╔══
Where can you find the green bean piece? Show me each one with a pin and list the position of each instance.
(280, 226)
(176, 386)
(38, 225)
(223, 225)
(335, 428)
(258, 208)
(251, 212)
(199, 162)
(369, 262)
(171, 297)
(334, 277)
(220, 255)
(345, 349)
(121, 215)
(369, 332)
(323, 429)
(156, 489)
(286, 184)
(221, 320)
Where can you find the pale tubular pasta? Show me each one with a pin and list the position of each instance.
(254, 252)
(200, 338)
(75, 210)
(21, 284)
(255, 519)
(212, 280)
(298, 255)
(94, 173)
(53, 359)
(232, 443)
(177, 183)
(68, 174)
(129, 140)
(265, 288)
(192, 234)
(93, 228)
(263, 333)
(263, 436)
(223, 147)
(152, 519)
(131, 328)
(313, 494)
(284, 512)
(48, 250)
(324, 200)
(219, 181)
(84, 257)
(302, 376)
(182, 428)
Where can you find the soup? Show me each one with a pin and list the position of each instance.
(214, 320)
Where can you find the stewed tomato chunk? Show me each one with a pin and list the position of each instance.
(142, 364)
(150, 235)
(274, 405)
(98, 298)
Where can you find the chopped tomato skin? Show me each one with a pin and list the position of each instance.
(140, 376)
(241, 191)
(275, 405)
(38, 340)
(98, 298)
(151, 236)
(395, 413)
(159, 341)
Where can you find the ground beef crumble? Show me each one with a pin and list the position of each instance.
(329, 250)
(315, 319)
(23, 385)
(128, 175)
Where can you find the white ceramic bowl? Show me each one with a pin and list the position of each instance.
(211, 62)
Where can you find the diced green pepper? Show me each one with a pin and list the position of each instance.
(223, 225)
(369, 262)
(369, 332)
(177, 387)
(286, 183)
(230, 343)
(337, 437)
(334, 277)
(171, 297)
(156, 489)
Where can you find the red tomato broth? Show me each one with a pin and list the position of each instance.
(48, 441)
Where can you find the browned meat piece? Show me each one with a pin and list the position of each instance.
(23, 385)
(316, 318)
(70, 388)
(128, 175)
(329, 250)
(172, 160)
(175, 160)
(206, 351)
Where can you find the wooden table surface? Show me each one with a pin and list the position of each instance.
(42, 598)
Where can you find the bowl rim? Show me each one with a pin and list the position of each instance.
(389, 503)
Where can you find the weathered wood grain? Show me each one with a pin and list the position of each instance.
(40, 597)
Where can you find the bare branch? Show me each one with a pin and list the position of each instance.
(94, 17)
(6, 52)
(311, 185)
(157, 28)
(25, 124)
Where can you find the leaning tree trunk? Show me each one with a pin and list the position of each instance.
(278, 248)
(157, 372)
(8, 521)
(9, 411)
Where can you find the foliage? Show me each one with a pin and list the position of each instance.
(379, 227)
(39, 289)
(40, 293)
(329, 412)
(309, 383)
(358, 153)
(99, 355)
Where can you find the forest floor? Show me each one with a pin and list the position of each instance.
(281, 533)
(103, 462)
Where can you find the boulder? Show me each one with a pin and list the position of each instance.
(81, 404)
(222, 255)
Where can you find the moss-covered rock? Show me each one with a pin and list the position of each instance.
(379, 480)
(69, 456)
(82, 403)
╚══
- _Problem requirements_: All of the records must be retyped exactly as they are.

- _Result_:
Where can you find the green bean piece? Show me each one with a pin and list the position of each instance.
(280, 226)
(176, 386)
(38, 225)
(223, 225)
(335, 428)
(258, 208)
(251, 212)
(199, 162)
(369, 262)
(171, 297)
(334, 277)
(220, 255)
(345, 349)
(121, 215)
(369, 332)
(323, 429)
(156, 489)
(286, 184)
(221, 320)
Where can you find the pale tubular pasta? Show me each one with a pin and list the position of each instance.
(254, 252)
(200, 338)
(75, 210)
(21, 284)
(255, 519)
(212, 280)
(298, 255)
(94, 173)
(53, 359)
(232, 443)
(177, 183)
(68, 174)
(129, 140)
(265, 288)
(192, 234)
(93, 228)
(263, 333)
(263, 436)
(223, 147)
(152, 519)
(131, 328)
(313, 494)
(284, 512)
(48, 250)
(324, 200)
(219, 181)
(84, 257)
(302, 376)
(182, 428)
Where can you find the soup? Show me each one with a pin and list the position of each instance.
(214, 320)
Where can you find the stewed tomato chunk? Show me each one with a pin and list the position of each instance.
(142, 364)
(150, 235)
(274, 405)
(98, 298)
Where can you find the chopped tomato skin? Show me each one with a pin and list the position of each instance.
(140, 376)
(241, 191)
(275, 405)
(38, 340)
(98, 298)
(151, 236)
(395, 413)
(159, 341)
Where can you find the ground beef crumble? Show me each one with a pin and list the position of each instance.
(329, 250)
(315, 319)
(23, 385)
(128, 175)
Where can you find the white ceramic bowl? Show me each one with a pin and list the position of each instance.
(211, 62)
Where can you find the diced green pepper? Show me each one with a pin and list the position of each instance.
(223, 225)
(369, 262)
(369, 332)
(177, 387)
(286, 183)
(230, 343)
(337, 437)
(334, 277)
(171, 297)
(156, 489)
Where can you find the red tomato broth? Show me each one with a pin and list the position of each instance.
(48, 441)
Where can you find the browned meat piece? Show me each one with a pin and list the position of each instance.
(23, 385)
(316, 318)
(70, 388)
(128, 175)
(329, 250)
(172, 160)
(175, 160)
(206, 351)
Where can you find the wooden table surface? Show me each one with a pin and list the position of each instance.
(42, 598)
Where can you find the bowl rim? Show me each one with a pin and list the position of each instance.
(389, 503)
Where can you find the weathered wood grain? Show me each one with a pin and list the position of each instance.
(40, 597)
Where can you find the bare branch? Show me each one with a pin and list the position of each instance.
(94, 17)
(6, 52)
(311, 185)
(157, 28)
(25, 124)
Where can you find the leaning tree trunk? Show me each one with a pin and list the position of each instance.
(278, 248)
(157, 372)
(8, 521)
(9, 411)
Where can you find the foliage? Show me each one with a pin and list the position of each instance.
(379, 227)
(39, 289)
(40, 293)
(329, 412)
(309, 383)
(358, 153)
(99, 355)
Where can you find the forest floor? Show me each one with a pin and list the position of each instance.
(281, 533)
(103, 462)
Where can you find the boulder? Show me each one with a pin and list the position of each instance.
(81, 404)
(222, 255)
Where can you find the moss-covered rock? Show me each one with a pin and list the position of each instance.
(379, 480)
(69, 456)
(82, 403)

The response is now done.